_Request A:_
Answer these questions from the forum thread about the 100-year-old driver:
(i) What is the posted speed limit on the stretch of Rutherford between Yonge and Bathurst?
(ii) At what age did characinfan's grandfather die?
(iii) Whose post does Tropicana quote?
** Start of Text block **
# 100 year old driver caught speeding. First speeding ticket



## AquaNekoMobile (Feb 26, 2010)

http://www.theprovince.com/news/year+driver+gets+first+speeding+ticket/6272896/story.html

 Daaaammmnnnn...


----------



## solarz (Aug 31, 2010)

It's so easy to go 50 in a 30km school zone. There's a stretch on Rutherford between Yonge and Bathurst where the posted speed limit is 40, but everyone goes 50-60.


----------



## characinfan (Dec 24, 2008)

My grandfather recently died at age 99. When he was 90, he went to the driving centre for his annual test. His birthday was in January, and it was a blizzard. When the driving tester asked him how he had gotten there, he said that he'd driven there himself. The tester gave him an immediate pass.


----------



## FlyingHellFish (Mar 7, 2011)

characinfan said:


> my grandfather recently died at age 99. When he was 90, he went to the driving centre for his annual test. His birthday was in january, and it was a blizzard. When the driving tester asked him how he had gotten there, he said that he'd driven there himself. The tester gave him an immediate pass.


rofllllllllllllllllll


----------



## snoppy (Mar 13, 2012)

So amazing~
I think the driver is very healthy~

mobile spy


----------



## Chromey (Sep 25, 2010)

Why add that link? Mobile spy my tant.

respect to a person still driving at 100.


----------



## Tropicana (Feb 15, 2009)

snoppy said:


> So amazing~
> I think the driver is very healthy~
> 
> mobile spy


Seems like an ad bot? Or they cant speak English very well. their other post seems odd...

Lmao Chromey..


----------
** End of Text block **
** Start of Information supplied **
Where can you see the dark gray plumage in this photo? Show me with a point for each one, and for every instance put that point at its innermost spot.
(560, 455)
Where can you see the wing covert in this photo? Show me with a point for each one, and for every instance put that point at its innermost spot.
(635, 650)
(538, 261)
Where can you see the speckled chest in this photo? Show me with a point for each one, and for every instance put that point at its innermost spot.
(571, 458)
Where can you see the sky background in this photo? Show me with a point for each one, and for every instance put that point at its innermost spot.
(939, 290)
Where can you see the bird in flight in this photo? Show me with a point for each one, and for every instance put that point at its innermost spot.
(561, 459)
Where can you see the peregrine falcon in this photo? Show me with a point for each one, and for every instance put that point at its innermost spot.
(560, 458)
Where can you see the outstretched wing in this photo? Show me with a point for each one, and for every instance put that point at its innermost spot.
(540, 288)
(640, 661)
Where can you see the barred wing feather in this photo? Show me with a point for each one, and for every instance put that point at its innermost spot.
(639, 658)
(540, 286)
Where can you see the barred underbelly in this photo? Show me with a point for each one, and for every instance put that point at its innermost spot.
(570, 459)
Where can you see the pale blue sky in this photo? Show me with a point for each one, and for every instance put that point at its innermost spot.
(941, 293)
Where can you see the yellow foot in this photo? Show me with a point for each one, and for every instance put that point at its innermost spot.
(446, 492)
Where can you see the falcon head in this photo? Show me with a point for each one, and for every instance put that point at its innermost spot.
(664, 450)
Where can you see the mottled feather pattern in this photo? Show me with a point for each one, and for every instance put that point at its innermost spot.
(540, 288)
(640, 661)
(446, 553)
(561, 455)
** End of Information supplied **
** Start of Information supplied **
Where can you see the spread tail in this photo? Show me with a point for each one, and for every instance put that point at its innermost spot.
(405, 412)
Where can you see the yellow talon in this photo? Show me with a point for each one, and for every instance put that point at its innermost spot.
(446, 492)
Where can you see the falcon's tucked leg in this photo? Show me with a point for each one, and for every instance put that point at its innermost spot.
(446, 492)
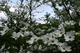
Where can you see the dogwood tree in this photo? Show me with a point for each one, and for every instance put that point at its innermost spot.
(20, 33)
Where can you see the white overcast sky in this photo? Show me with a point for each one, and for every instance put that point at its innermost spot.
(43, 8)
** End of Information supplied **
_Request B:_ Filter the entries above, keeping every line that contains the word "barred". Case counts.

_Exercise response A:_
(i) 40
(ii) 99
(iii) snoppy

_Exercise response B:_
Where can you see the barred wing feather in this photo? Show me with a point for each one, and for every instance put that point at its innermost spot.
Where can you see the barred underbelly in this photo? Show me with a point for each one, and for every instance put that point at its innermost spot.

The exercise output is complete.